EXCERPT TO READ ->
*-*-*

Thursday 17 November 2011

Looking 4 love in all the wrong places

there's a Guardian story that has got it all wrong
"Female orgasm captured in series of brain scans"

As any guy will tell you, you don't want to get into the mind
of a woman. It's a scary place. That's why most guys don't much
care for women's minds. Just enough to know that flowers and
chocolates help start the orgasm, even before the nice
dinner and the wine.

Truth be told, smart guys know that women's orgasms are strange
things, if they are affected by chocolate. The only thing that most
men know is that the stuff works.
How are they supposed to know that it is foreplay to the female
mind.
Guys can barely comprehend the need for physical foreplay. All
the we know is that it means more sex for us, with them.

Now, we also know conclusively why , when women don't feel like
having a horizontal cha-cha, they claim to have a headache.
Something must have disturbed that delicate balance, like a
toilet seat being up.

[where are you looking?]

checkitout:
Female orgasm captured in series of brain scansThe animation will help scientists understand how the female brain conducts the symphony of activity that leads to an orgasm
Ian Sample, Washington DC
guardian.co.uk, Monday 14 November 2011 21.00 GMT
After orgasm, activity in the hypothalamus and nucleus accumbens gradually calms down. Illustration: Corbis
Scientists have used brain scan images to create the world's first movie of the female brain as it approaches, experiences and recovers from an orgasm. The animation reveals the steady buildup of activity in the brain as disparate regions flicker into life and then come together in a crescendo of activity before gently settling back down again.

*-*-*

DATA FOR REVIEW ->
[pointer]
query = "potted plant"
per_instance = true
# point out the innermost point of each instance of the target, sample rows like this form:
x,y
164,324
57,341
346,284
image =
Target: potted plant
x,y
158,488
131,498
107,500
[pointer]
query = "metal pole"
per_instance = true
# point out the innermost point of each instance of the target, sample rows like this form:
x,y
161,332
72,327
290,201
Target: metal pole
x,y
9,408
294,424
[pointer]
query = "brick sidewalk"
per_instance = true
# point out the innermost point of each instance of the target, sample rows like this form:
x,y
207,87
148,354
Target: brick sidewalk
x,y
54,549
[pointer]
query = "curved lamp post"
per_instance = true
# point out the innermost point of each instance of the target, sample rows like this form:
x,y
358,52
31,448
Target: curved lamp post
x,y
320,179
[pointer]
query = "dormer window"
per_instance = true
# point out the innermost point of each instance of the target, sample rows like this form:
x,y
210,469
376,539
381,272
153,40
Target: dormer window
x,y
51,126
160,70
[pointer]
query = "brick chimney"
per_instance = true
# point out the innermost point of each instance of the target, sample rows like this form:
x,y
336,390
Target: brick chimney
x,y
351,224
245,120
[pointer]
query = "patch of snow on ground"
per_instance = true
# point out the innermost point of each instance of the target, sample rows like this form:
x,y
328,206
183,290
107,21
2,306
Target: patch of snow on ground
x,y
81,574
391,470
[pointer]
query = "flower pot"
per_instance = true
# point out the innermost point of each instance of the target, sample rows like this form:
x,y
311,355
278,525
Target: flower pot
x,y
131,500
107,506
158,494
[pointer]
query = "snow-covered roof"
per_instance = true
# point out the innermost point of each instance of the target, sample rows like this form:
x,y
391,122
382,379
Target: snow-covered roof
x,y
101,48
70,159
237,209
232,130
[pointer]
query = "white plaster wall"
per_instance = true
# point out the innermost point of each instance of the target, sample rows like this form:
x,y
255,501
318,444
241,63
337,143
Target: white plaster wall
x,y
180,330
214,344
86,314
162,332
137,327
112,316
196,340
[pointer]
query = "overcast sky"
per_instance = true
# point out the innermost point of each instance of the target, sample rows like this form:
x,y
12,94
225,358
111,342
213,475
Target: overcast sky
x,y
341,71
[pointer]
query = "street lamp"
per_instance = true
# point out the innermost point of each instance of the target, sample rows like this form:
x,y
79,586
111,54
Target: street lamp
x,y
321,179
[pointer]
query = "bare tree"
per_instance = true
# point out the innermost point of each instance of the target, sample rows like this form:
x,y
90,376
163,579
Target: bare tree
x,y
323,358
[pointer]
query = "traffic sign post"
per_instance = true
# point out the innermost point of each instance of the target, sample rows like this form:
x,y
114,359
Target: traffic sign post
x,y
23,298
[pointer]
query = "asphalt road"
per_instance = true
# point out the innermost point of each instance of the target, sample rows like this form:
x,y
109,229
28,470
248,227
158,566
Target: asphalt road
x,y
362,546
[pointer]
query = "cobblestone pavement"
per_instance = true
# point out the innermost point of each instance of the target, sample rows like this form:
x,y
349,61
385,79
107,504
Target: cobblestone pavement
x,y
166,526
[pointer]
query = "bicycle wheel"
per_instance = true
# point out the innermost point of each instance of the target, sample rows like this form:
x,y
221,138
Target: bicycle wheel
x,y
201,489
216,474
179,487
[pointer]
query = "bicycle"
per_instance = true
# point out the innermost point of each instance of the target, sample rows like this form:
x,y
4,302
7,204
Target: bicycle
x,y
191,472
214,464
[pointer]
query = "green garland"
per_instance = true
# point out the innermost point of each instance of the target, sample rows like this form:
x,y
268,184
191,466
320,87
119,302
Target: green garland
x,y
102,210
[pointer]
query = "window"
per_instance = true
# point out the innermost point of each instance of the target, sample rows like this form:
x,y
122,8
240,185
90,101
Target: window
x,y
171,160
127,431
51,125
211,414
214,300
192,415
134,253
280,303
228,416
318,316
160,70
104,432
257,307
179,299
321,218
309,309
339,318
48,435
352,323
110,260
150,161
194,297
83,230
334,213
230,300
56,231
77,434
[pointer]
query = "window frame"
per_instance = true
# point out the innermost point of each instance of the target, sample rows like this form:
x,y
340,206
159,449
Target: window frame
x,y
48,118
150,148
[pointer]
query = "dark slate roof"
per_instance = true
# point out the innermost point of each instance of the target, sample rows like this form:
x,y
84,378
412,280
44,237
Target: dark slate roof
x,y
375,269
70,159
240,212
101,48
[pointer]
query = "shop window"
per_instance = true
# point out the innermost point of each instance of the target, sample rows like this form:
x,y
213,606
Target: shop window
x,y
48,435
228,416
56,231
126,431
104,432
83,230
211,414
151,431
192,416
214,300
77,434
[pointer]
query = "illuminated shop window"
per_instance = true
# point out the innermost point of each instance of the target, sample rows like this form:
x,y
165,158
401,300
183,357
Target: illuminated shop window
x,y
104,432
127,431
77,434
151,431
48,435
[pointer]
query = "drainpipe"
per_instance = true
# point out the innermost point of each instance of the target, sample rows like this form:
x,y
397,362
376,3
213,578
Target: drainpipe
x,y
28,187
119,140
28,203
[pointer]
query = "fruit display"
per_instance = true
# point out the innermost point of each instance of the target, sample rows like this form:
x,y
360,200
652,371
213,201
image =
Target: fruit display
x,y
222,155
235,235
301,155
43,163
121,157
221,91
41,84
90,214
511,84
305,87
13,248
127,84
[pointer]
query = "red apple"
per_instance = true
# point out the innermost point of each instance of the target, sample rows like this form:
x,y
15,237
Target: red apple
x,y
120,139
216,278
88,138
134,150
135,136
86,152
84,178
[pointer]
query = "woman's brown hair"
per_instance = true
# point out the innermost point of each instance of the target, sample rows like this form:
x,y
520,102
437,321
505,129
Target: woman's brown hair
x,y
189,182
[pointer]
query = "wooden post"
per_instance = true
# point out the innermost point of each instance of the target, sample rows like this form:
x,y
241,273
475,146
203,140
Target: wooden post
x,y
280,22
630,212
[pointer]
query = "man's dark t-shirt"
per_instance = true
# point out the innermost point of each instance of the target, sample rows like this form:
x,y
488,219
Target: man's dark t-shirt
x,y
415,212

*-*-*

COMPLETE THE FOLLOWING ->
a: Answer these questions using the blog post above.
(i) Which two items does the blog post say help start the orgasm, even before the dinner and the wine?
(ii) What do women claim to have, according to the blog post, when they don't feel like a horizontal cha-cha?
(iii) On what day and date did the Guardian story quoted in the blog post appear?
b: Reproduce the part of the blog post starting at "[where are you" and ending at "back down again.".

SOLUTIONS TO THE PROBLEMS ->
a:
(i) Flowers and chocolates.
(ii) A headache.
(iii) Monday 14 November 2011.

b:
[where are you looking?]

checkitout:
Female orgasm captured in series of brain scansThe animation will help scientists understand how the female brain conducts the symphony of activity that leads to an orgasm
Ian Sample, Washington DC
guardian.co.uk, Monday 14 November 2011 21.00 GMT
After orgasm, activity in the hypothalamus and nucleus accumbens gradually calms down. Illustration: Corbis
Scientists have used brain scan images to create the world's first movie of the female brain as it approaches, experiences and recovers from an orgasm. The animation reveals the steady buildup of activity in the brain as disparate regions flicker into life and then come together in a crescendo of activity before gently settling back down again.